### Kutipan untuk Dibaca
Tugas
Berat Pemerintahan Baru
A Tony Prasetiantono ; Kepala Pusat Studi Ekonomi dan Kebijakan Publik Universitas Gadjah
Mada
|
KOMPAS,
07 Agustus 2014
SAMBIL menunggu proses akhir pemilihan presiden di tingkat
Mahkamah Konstitusi, ada baiknya kita mencoba menginventarisasikan isu-isu
strategis apa saja yang bakal menjadi tugas berat pemerintahan presiden
terpilih nanti.
Ujian pertama bagi pemerintahan baru bisa disebut sudah dilalui
dengan baik. Indikasinya, pasar menyambut antusias dengan penguatan rupiah
(Rp 11.500-an per dollar AS) dan Indeks Harga Saham Gabungan (di atas 5.000).
Sentimen positif ini hendaknya terus dipertahankan, melalui pembentukan
kabinet yang tidak saja mencerminkan kapasitas intelektual para menteri,
tetapi juga dilengkapi integritas dan kemauan untuk bekerja keras dan
bertindak sebagai ”pelayan” publik.
Jika presiden terpilih sampai tergelincir menyusun kabinet
dengan basis sekadar membagi-bagi jatah bagi koalisi politiknya sehingga
cenderung mengabaikan aspek kompetensi, seperti terjadi pada kabinet
sebelumnya, pasar akan segera menghukumnya. Rupiah dan IHSG pun akan berhenti
berakselerasi, sementara arus modal masuk (capital inflow) pun akan berubah menjadi capital outflow. Ini
tentu tidak boleh terjadi.

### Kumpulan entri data

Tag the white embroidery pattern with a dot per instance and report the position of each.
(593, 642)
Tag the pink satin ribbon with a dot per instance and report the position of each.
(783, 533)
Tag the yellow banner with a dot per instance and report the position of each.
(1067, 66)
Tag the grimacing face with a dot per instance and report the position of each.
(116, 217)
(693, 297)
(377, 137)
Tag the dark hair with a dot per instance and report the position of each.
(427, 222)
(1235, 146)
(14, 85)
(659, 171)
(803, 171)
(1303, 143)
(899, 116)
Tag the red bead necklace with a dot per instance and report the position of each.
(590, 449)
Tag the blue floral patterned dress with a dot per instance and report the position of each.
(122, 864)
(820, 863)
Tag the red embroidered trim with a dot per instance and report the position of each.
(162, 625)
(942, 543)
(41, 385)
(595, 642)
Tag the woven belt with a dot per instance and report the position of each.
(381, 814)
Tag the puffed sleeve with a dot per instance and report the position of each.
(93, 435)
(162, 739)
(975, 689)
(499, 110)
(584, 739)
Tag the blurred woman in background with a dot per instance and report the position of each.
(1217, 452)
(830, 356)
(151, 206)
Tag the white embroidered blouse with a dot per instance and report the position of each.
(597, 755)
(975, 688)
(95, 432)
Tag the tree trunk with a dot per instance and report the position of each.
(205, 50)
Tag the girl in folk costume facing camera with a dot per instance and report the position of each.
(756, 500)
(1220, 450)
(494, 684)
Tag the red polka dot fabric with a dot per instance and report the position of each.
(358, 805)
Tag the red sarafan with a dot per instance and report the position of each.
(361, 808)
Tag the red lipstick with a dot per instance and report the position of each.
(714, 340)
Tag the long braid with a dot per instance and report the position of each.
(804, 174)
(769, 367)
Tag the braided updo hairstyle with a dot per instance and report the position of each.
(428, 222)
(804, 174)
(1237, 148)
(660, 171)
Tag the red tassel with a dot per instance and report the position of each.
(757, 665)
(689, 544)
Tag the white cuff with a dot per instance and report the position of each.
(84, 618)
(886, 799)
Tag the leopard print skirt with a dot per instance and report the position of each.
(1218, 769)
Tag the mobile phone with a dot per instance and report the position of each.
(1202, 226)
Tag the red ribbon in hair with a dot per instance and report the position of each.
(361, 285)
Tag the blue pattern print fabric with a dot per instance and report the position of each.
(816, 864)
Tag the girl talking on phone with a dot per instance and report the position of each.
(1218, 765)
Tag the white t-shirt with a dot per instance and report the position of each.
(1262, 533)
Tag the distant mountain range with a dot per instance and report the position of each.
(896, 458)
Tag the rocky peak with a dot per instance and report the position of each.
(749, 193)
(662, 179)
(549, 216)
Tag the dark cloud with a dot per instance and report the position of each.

### Yang Perlu Dikerjakan
a) Kembalikan bagian artikel tentang tugas pemerintahan baru dari "Jika presiden terpilih" sampai "tidak boleh terjadi." tanpa perubahan apa pun.
b) Sunting catatan mulai dari baris yang memuat "Tag the red tassel" hingga akhir catatan dengan mengganti "Tag" menjadi "Mark" tanpa mengubah hal lain. Tuliskan kembali baris-baris itu saja.

### Hasil Pengerjaan
a)
Jika presiden terpilih sampai tergelincir menyusun kabinet
dengan basis sekadar membagi-bagi jatah bagi koalisi politiknya sehingga
cenderung mengabaikan aspek kompetensi, seperti terjadi pada kabinet
sebelumnya, pasar akan segera menghukumnya. Rupiah dan IHSG pun akan berhenti
berakselerasi, sementara arus modal masuk (capital inflow) pun akan berubah menjadi capital outflow. Ini
tentu tidak boleh terjadi.

b)
Mark the red tassel with a dot per instance and report the position of each.
(757, 665)
(689, 544)
Mark the white cuff with a dot per instance and report the position of each.
(84, 618)
(886, 799)
Mark the leopard print skirt with a dot per instance and report the position of each.
(1218, 769)
Mark the mobile phone with a dot per instance and report the position of each.
(1202, 226)
Mark the red ribbon in hair with a dot per instance and report the position of each.
(361, 285)
Mark the blue pattern print fabric with a dot per instance and report the position of each.
(816, 864)
Mark the girl talking on phone with a dot per instance and report the position of each.
(1218, 765)
Mark the white t-shirt with a dot per instance and report the position of each.
(1262, 533)
Mark the distant mountain range with a dot per instance and report the position of each.
(896, 458)
Mark the rocky peak with a dot per instance and report the position of each.
(749, 193)
(662, 179)
(549, 216)
Mark the dark cloud with a dot per instance and report the position of each.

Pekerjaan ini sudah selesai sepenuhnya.